▶ WORK REQUIRED
The records follow. Print, word for word, the first line through the "Query: cloud bank" line.

-- Opening Marker --

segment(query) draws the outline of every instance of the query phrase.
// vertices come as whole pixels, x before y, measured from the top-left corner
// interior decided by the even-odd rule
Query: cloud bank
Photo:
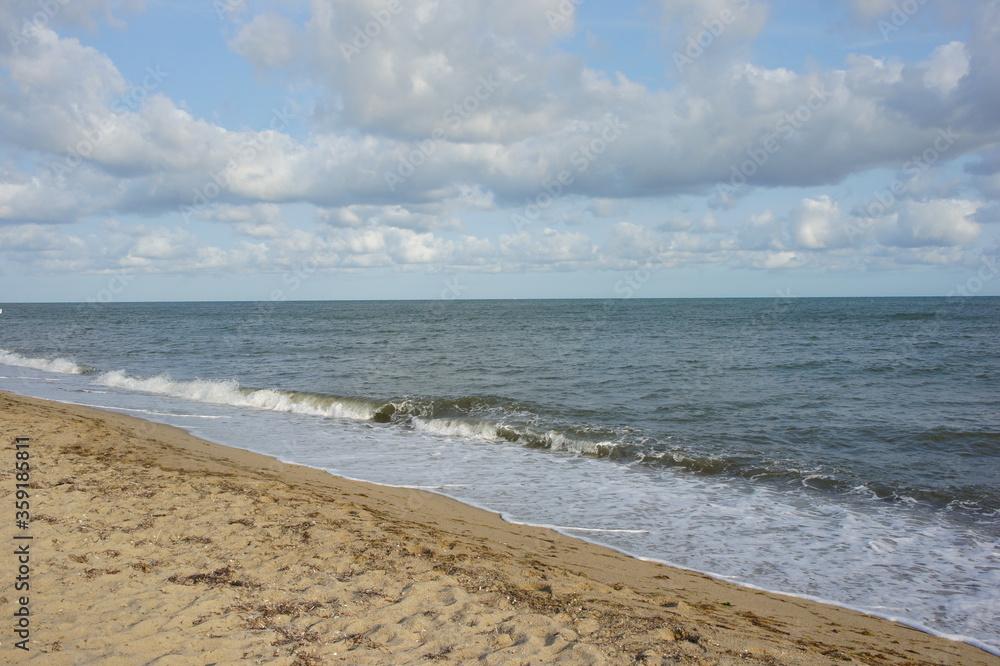
[[[603,24],[566,0],[240,5],[205,20],[285,86],[255,127],[171,96],[180,57],[127,80],[87,37],[154,9],[51,4],[0,10],[5,271],[847,271],[997,245],[996,1],[910,58],[879,26],[919,13],[844,2],[879,48],[784,65],[766,3],[629,5],[661,56],[635,72],[594,64],[576,38]]]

-- Closing Marker --

▶ RESULT OF THIS EXERCISE
segment(query) draws the outline of every instance of the query phrase.
// vertices come as whole pixels, x before y, measured from the top-left corner
// interior decided by the even-odd rule
Query: cloud bank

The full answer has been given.